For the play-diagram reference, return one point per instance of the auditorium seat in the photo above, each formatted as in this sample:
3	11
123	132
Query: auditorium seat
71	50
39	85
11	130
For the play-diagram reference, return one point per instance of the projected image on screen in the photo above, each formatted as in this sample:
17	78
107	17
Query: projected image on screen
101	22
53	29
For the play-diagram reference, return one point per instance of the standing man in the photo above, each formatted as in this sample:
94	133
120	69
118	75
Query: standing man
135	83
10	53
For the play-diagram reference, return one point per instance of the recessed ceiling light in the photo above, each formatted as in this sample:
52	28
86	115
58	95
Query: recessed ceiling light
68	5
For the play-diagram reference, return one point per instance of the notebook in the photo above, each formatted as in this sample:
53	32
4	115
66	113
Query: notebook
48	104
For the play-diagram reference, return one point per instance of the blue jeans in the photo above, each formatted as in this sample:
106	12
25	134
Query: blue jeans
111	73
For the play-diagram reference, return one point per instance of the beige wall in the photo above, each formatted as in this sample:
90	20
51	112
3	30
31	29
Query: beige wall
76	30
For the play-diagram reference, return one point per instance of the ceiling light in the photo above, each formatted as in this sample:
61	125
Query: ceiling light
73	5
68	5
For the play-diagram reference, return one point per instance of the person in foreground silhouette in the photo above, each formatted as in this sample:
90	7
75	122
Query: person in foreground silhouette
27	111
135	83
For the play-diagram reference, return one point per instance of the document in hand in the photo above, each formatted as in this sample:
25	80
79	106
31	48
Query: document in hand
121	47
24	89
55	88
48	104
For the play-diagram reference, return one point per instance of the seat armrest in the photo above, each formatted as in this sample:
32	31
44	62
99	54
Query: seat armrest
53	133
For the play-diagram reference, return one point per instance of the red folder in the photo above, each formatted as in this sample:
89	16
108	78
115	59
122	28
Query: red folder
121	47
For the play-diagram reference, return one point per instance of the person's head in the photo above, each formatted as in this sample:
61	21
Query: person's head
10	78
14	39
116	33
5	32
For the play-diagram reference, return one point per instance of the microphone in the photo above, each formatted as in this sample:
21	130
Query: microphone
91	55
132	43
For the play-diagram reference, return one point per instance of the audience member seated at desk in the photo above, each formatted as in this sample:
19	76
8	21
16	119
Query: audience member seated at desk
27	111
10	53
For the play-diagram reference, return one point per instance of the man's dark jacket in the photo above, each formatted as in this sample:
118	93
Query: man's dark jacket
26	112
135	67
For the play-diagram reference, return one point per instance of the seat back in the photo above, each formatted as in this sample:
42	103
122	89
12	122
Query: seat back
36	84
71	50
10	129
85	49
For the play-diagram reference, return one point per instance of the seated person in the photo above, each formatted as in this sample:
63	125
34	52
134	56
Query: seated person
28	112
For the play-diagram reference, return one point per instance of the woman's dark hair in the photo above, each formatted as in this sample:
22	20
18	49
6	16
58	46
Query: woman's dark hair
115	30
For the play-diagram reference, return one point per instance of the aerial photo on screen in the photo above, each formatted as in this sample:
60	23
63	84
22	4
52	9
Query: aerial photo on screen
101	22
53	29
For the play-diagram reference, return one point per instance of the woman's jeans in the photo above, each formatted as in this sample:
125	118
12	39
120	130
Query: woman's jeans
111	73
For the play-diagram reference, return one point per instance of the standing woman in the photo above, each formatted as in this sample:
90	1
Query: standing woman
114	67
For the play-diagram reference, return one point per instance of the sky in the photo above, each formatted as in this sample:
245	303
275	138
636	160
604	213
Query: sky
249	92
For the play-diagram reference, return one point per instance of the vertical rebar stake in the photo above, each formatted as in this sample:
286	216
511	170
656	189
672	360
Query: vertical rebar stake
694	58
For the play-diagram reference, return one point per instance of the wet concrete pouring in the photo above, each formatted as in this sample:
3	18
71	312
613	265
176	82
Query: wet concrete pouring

### EXERCISE REQUIREMENTS
Can you repeat, word for word, everything in the material from the line containing "the standing woman" down to the end of the material?

### FULL ANSWER
For the play-diagram reference, return one point per instance of the standing woman in the photo above, each formatted as in this sample:
90	1
Query: standing woman
114	67
For the play-diagram reference, return one point per instance of the sky in the photo above, each formatted as in this sample:
245	303
275	138
636	160
604	213
Query: sky
249	92
For the play-diagram reference, return one point per instance of the vertical rebar stake in the photo above, each formatted as in this sample:
286	216
511	170
656	189
672	360
Query: vertical rebar stake
694	58
For the play-diagram reference, return one point per instance of the wet concrete pouring in the photo above, each formatted as in this sample:
3	18
71	312
613	265
176	82
Query: wet concrete pouring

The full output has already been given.